Whenever a line in the entries below contains "order", copy that line.

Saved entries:
.....
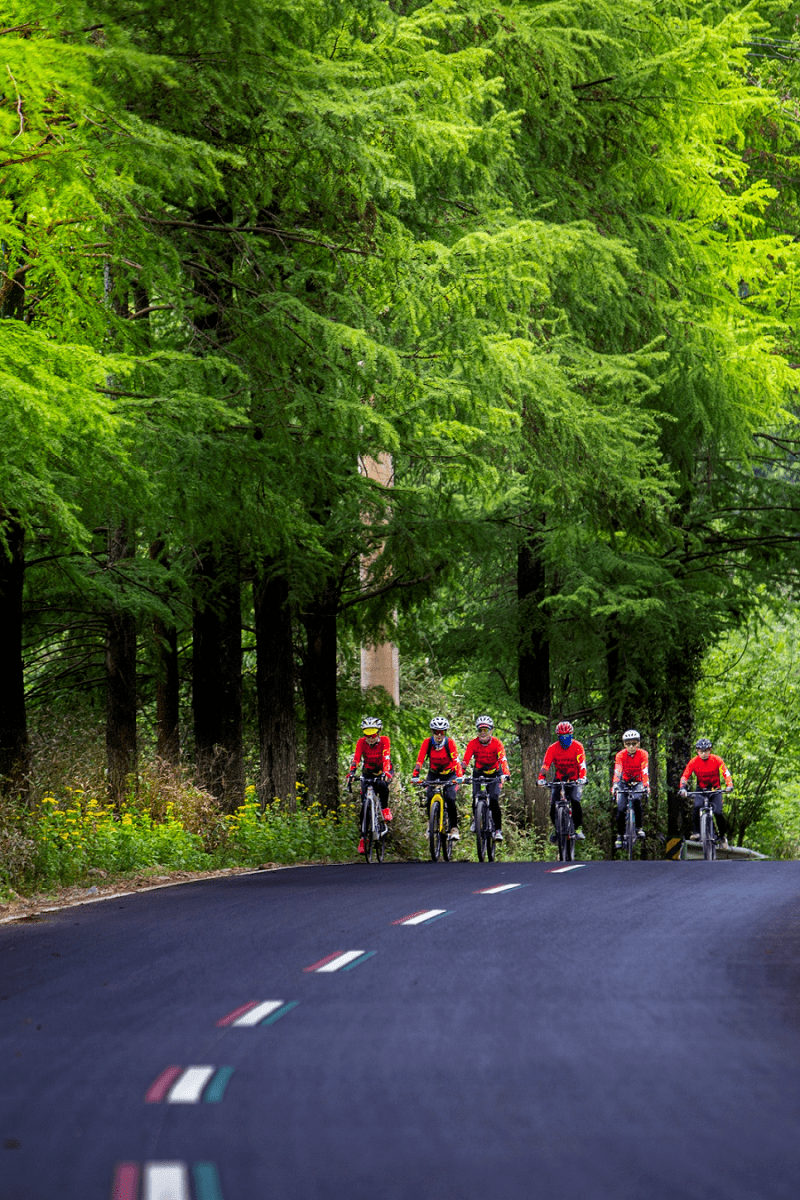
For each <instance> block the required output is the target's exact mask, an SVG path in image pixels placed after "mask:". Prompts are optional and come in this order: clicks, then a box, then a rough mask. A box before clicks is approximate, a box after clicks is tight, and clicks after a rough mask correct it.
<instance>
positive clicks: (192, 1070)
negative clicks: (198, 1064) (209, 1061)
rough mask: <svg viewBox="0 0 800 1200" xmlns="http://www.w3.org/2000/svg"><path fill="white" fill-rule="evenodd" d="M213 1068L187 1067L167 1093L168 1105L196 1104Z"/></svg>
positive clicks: (204, 1067)
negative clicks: (168, 1091) (174, 1104)
mask: <svg viewBox="0 0 800 1200" xmlns="http://www.w3.org/2000/svg"><path fill="white" fill-rule="evenodd" d="M212 1075H213V1067H187V1068H186V1070H185V1072H184V1073H182V1074H181V1075H180V1078H179V1079H176V1080H175V1082H174V1084H173V1086H172V1087H170V1088H169V1092H168V1093H167V1103H168V1104H198V1103H199V1100H200V1097H201V1096H203V1090H204V1087H205V1085H206V1084H207V1082H209V1080H210V1079H211V1076H212Z"/></svg>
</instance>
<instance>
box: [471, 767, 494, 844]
mask: <svg viewBox="0 0 800 1200" xmlns="http://www.w3.org/2000/svg"><path fill="white" fill-rule="evenodd" d="M493 779H497V775H488V776H487V775H473V776H471V779H469V780H464V782H470V784H477V786H479V791H477V796H475V794H473V814H474V817H475V841H476V846H477V860H479V863H482V862H483V860H485V859H487V858H488V860H489V863H493V862H494V853H495V846H494V817H493V816H492V805H491V803H489V796H488V792H487V791H486V785H487V784H491V782H492V780H493Z"/></svg>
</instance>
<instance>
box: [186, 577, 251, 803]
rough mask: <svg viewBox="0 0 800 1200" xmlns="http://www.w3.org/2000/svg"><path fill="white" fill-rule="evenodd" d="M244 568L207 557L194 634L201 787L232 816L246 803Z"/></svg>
mask: <svg viewBox="0 0 800 1200" xmlns="http://www.w3.org/2000/svg"><path fill="white" fill-rule="evenodd" d="M241 686H242V685H241V589H240V580H239V564H237V562H236V559H235V556H234V554H229V556H228V557H227V559H225V562H224V565H223V564H222V563H219V562H218V560H217V558H216V557H215V556H212V554H207V556H206V557H205V558H204V559H203V560H201V562H200V565H199V568H198V572H197V578H196V595H194V612H193V629H192V706H193V714H194V754H196V764H197V774H198V779H199V781H200V785H201V786H203V787H205V788H206V791H209V792H210V793H211V794H212V796H213V797H216V799H217V800H218V802H219V804H221V806H222V808H223V809H224V811H227V812H233V811H234V810H235V809H236V808H237V806H239V805H240V804H241V803H242V800H243V798H245V760H243V752H242V710H241Z"/></svg>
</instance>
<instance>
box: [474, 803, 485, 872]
mask: <svg viewBox="0 0 800 1200" xmlns="http://www.w3.org/2000/svg"><path fill="white" fill-rule="evenodd" d="M475 841H476V844H477V860H479V863H483V862H485V860H486V800H476V803H475Z"/></svg>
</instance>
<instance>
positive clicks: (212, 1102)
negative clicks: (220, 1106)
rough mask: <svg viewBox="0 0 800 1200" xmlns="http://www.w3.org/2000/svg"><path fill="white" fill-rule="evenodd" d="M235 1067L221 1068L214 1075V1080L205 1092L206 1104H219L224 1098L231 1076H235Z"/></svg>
mask: <svg viewBox="0 0 800 1200" xmlns="http://www.w3.org/2000/svg"><path fill="white" fill-rule="evenodd" d="M233 1073H234V1069H233V1067H219V1068H218V1069H217V1070H216V1072H215V1075H213V1079H212V1080H211V1082H210V1084H209V1086H207V1087H206V1090H205V1094H204V1096H203V1102H204V1104H218V1103H219V1100H221V1099H222V1097H223V1096H224V1094H225V1087H227V1086H228V1084H229V1082H230V1076H231V1075H233Z"/></svg>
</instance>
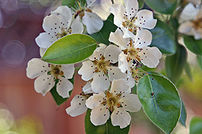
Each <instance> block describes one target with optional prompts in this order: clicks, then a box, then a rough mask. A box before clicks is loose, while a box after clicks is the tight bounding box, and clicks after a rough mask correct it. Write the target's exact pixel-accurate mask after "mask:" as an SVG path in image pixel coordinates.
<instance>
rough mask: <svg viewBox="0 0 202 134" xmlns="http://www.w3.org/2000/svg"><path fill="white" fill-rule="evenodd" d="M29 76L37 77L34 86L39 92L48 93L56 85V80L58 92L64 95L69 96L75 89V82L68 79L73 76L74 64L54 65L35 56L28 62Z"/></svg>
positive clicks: (35, 90)
mask: <svg viewBox="0 0 202 134" xmlns="http://www.w3.org/2000/svg"><path fill="white" fill-rule="evenodd" d="M26 73H27V77H28V78H30V79H34V78H36V80H35V82H34V88H35V91H36V92H37V93H41V94H42V95H46V93H47V92H49V91H50V90H51V89H52V88H53V87H54V86H55V81H56V80H58V83H57V85H56V91H57V93H58V94H59V95H60V96H61V97H63V98H67V97H69V91H71V90H72V89H73V84H72V83H71V82H70V81H69V80H68V79H71V78H72V77H73V74H74V65H72V64H69V65H54V64H48V63H47V62H44V61H42V60H41V59H40V58H33V59H31V60H30V61H29V62H28V65H27V69H26Z"/></svg>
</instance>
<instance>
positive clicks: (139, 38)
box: [135, 29, 152, 48]
mask: <svg viewBox="0 0 202 134" xmlns="http://www.w3.org/2000/svg"><path fill="white" fill-rule="evenodd" d="M151 42H152V34H151V32H150V31H149V30H146V29H140V30H138V31H137V35H136V37H135V48H143V47H146V46H148V45H150V44H151Z"/></svg>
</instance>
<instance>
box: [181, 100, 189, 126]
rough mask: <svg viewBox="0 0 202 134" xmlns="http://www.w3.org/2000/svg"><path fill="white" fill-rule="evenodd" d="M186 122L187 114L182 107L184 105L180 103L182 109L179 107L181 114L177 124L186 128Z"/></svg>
mask: <svg viewBox="0 0 202 134" xmlns="http://www.w3.org/2000/svg"><path fill="white" fill-rule="evenodd" d="M186 120H187V112H186V109H185V106H184V103H183V102H182V107H181V114H180V119H179V122H180V123H181V124H182V125H183V126H185V127H186Z"/></svg>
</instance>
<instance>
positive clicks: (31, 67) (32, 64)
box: [26, 58, 50, 79]
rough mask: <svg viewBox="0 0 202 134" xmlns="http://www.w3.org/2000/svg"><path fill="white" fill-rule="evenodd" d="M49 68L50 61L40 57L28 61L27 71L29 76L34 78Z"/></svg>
mask: <svg viewBox="0 0 202 134" xmlns="http://www.w3.org/2000/svg"><path fill="white" fill-rule="evenodd" d="M49 70H50V68H49V67H48V63H46V62H44V61H42V60H41V59H39V58H33V59H31V60H30V61H29V62H28V63H27V68H26V73H27V77H28V78H30V79H34V78H36V77H38V76H39V75H41V74H43V73H48V71H49Z"/></svg>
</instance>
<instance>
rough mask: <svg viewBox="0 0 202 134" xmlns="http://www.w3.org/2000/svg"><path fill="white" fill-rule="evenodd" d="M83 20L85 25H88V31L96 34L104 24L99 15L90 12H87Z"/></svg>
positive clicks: (101, 27) (82, 19)
mask: <svg viewBox="0 0 202 134" xmlns="http://www.w3.org/2000/svg"><path fill="white" fill-rule="evenodd" d="M82 22H83V24H84V25H86V28H87V32H88V33H89V34H94V33H97V32H99V31H100V30H101V29H102V27H103V25H104V23H103V21H102V19H101V18H100V17H99V16H97V15H96V14H94V13H90V12H85V15H84V16H83V19H82Z"/></svg>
.....
REPLY TO THE EXERCISE:
For each <instance> block the required output is the target's exact mask, an SVG path in image pixels placed after "mask:". Prompts are optional and come in this order: clicks, then a box, then a rough mask. A box before clicks is approximate, a box after clicks is tight, and clicks after a rough mask correct it.
Each <instance> block describes one target with optional prompts in this order: clicks, then a box, then a rough mask. A box before clicks is loose, while a box after clicks is the tight bounding box, and clicks after a rough mask correct it. Write the target's exact pixel-accurate mask after "mask:" as an SVG path in image pixel coordinates.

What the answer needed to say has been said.